==== MATERIAL FOR THIS EXERCISE ====
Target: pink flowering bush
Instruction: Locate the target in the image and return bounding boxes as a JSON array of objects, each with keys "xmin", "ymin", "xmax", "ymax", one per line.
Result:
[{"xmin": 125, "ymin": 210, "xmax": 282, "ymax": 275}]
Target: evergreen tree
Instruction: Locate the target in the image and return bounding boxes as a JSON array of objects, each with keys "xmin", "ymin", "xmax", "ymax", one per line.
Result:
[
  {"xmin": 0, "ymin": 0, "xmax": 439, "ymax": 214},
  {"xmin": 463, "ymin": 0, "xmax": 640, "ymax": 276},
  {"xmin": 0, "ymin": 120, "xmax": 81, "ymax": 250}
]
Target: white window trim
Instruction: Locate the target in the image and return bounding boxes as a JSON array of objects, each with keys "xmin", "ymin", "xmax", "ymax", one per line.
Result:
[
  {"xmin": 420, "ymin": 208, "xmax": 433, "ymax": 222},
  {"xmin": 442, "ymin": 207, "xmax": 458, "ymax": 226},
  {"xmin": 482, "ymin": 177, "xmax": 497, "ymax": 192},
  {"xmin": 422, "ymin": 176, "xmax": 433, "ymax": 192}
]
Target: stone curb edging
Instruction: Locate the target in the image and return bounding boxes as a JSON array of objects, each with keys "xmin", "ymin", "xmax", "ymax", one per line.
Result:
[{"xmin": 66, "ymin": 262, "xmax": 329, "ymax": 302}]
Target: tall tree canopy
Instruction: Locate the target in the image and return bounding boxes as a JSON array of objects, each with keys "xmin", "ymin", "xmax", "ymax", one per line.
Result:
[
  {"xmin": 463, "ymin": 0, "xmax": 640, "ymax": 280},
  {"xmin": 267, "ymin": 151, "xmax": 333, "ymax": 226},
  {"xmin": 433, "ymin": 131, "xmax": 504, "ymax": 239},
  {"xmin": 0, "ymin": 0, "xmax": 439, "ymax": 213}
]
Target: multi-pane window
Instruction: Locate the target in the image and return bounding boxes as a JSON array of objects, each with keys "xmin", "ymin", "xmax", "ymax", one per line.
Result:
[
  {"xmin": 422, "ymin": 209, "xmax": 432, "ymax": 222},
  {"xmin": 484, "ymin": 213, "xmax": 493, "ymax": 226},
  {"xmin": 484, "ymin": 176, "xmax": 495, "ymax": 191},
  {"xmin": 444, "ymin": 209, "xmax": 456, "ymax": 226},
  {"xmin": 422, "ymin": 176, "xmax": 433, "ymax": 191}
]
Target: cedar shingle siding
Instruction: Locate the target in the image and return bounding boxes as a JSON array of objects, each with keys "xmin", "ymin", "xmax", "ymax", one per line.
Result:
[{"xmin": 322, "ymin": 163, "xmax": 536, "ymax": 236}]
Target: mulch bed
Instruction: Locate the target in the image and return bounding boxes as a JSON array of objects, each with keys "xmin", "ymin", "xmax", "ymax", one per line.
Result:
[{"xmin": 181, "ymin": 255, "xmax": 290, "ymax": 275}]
====
From the data above, collect every line that contains the word "window" and list those lines as they appear.

[RESPONSE BELOW]:
Target: white window trim
Target: multi-pane window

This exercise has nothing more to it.